--- EXERCISE GOAL ---
Can you put the material, from its first line up to and including the line that contains "x=162, y=120", into a numbered list and leave out any blank lines?

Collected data
□ □ □

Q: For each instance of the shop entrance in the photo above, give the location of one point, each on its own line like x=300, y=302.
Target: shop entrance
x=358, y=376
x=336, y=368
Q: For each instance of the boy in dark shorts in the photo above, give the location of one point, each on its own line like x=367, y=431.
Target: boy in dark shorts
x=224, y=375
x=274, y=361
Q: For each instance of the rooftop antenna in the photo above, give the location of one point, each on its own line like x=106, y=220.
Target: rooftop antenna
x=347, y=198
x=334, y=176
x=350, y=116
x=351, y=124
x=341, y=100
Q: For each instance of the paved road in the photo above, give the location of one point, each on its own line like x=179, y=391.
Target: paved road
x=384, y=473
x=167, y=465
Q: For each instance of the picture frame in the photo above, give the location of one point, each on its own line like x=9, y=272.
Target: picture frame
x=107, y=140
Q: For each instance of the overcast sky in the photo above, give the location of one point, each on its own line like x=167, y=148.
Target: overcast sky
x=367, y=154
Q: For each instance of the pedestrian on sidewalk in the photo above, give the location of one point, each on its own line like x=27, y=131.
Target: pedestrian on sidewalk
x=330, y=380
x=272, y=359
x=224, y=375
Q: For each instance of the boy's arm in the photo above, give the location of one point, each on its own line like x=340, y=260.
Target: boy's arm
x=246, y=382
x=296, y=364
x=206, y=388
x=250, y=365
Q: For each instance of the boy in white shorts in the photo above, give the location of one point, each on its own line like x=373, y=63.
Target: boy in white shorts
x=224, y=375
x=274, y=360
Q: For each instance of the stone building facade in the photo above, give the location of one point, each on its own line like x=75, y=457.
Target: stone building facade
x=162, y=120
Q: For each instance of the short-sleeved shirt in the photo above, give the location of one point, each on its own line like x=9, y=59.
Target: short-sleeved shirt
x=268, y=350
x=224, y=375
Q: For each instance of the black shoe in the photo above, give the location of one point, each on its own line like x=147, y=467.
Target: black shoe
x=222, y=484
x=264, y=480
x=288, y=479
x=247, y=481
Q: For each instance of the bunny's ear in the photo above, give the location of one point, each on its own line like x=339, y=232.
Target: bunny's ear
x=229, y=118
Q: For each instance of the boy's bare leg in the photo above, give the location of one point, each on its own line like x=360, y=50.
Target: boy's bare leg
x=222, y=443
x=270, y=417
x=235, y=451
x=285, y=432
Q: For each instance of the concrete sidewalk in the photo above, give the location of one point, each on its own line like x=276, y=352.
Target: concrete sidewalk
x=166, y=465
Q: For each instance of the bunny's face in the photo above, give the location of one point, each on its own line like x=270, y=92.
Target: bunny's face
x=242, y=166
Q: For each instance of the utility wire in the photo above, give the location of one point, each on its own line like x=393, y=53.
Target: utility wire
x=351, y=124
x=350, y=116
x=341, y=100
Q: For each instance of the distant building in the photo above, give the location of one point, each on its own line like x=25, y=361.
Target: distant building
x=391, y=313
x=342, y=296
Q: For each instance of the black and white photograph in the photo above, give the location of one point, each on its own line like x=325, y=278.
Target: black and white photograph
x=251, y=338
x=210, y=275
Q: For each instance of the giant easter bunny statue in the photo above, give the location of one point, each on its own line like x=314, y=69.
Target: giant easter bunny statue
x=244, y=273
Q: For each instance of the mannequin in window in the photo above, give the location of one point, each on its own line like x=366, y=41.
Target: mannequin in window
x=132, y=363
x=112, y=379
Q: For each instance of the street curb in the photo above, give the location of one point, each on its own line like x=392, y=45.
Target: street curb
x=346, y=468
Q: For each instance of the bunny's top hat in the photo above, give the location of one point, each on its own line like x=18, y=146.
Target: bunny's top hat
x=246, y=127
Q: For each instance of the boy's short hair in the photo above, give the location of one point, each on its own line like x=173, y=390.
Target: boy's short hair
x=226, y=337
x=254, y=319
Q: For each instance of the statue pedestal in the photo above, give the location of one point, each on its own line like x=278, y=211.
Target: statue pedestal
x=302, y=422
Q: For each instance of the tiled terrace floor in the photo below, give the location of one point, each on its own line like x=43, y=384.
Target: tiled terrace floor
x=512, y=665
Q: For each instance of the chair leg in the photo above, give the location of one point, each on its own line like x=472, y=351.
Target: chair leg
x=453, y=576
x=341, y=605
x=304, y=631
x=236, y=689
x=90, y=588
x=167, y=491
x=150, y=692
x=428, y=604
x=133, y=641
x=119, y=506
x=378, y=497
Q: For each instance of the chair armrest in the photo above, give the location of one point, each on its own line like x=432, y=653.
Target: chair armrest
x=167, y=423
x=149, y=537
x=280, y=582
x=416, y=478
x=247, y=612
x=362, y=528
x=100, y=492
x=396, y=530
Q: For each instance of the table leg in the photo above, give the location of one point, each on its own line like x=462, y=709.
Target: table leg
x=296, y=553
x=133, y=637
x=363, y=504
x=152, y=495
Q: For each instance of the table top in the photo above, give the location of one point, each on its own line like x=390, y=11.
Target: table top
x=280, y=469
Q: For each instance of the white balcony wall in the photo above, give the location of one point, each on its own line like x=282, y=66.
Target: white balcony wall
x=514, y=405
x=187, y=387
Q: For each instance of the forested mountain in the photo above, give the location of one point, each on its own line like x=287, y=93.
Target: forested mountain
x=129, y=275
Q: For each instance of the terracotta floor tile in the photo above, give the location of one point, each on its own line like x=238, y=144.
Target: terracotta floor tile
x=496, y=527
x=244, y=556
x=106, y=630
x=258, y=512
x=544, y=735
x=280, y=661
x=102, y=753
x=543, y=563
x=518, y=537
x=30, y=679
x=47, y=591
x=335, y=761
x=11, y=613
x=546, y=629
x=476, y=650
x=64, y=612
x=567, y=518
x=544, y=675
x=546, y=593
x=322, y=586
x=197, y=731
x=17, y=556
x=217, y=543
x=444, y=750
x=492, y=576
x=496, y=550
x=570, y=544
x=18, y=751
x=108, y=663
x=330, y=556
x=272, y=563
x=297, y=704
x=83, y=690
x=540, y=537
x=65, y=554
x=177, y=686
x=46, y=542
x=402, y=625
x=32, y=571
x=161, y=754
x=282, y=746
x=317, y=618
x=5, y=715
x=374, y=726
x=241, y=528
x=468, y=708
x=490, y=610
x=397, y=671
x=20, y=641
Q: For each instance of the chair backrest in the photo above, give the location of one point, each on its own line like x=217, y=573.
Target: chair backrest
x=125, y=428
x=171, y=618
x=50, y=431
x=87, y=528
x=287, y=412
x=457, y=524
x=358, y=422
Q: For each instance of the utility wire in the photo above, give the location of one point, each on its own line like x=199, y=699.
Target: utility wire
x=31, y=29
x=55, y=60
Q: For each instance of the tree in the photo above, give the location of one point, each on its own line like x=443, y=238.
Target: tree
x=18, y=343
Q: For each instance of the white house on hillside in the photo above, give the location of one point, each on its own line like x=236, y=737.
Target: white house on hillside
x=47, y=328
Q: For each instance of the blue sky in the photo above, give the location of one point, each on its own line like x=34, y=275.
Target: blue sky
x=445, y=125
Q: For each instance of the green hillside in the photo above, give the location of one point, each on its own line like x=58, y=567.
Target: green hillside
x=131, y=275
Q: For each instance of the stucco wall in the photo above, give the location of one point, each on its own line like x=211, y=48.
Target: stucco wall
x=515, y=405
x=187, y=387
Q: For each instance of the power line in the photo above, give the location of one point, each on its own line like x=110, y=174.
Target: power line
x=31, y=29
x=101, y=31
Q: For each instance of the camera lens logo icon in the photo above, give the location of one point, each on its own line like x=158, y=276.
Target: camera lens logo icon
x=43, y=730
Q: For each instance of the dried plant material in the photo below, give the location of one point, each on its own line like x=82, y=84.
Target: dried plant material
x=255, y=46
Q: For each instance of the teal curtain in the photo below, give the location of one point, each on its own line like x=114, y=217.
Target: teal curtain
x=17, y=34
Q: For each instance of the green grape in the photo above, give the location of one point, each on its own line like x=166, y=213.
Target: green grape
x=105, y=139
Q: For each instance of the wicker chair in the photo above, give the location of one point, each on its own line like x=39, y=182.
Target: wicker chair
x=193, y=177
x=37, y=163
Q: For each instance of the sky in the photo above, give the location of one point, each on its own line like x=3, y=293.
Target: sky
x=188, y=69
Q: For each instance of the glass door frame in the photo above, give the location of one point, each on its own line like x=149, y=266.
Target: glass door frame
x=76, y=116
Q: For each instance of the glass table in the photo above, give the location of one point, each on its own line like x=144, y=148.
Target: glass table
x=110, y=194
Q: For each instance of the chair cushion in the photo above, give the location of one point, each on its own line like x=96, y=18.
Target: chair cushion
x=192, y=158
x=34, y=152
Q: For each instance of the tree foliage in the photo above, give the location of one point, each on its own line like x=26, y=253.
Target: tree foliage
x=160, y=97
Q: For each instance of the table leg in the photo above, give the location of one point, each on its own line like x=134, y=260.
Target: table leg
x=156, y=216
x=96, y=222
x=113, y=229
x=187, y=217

□ □ □

--- FULL SOLUTION ---
1. Q: For each instance of the shop entrance in the photo above, give the location of one point, each on its own line like x=300, y=302.
2. Target: shop entrance
3. x=358, y=376
4. x=336, y=368
5. Q: For each instance of the boy in dark shorts in the photo above, give the location of one point, each on its own line like x=367, y=431.
6. Target: boy in dark shorts
7. x=224, y=375
8. x=274, y=361
9. Q: For each instance of the rooftop antenna in the photo above, give the location of one point, each on its own line like x=106, y=220.
10. Target: rooftop antenna
11. x=347, y=198
12. x=334, y=176
13. x=350, y=116
14. x=351, y=124
15. x=341, y=100
16. Q: For each instance of the paved road in the photo above, give the location of one point, each on its own line like x=179, y=391.
17. Target: paved road
18. x=384, y=473
19. x=167, y=465
20. Q: For each instance of the picture frame in the photo above, give the location of one point, each on its own line like x=9, y=272.
21. Target: picture frame
22. x=107, y=140
23. Q: For each instance of the overcast sky in the photo above, give the location of one point, each on its own line like x=167, y=148.
24. Target: overcast sky
25. x=367, y=154
26. Q: For each instance of the pedestrian on sidewalk in the photo above, give the location of one point, each on its own line like x=27, y=131.
27. Target: pedestrian on sidewalk
28. x=330, y=380
29. x=272, y=359
30. x=224, y=375
31. Q: For each instance of the boy's arm in the photo above, give the location of one point, each on its own line like x=340, y=260.
32. Target: boy's arm
33. x=246, y=382
34. x=296, y=364
35. x=206, y=388
36. x=250, y=365
37. Q: For each instance of the boy in white shorts in the photo above, give the location of one point, each on its own line like x=373, y=63.
38. Target: boy in white shorts
39. x=224, y=375
40. x=274, y=360
41. Q: For each instance of the stone building facade in the photo above, give the location of one point, each on its own line like x=75, y=457.
42. Target: stone building facade
43. x=162, y=120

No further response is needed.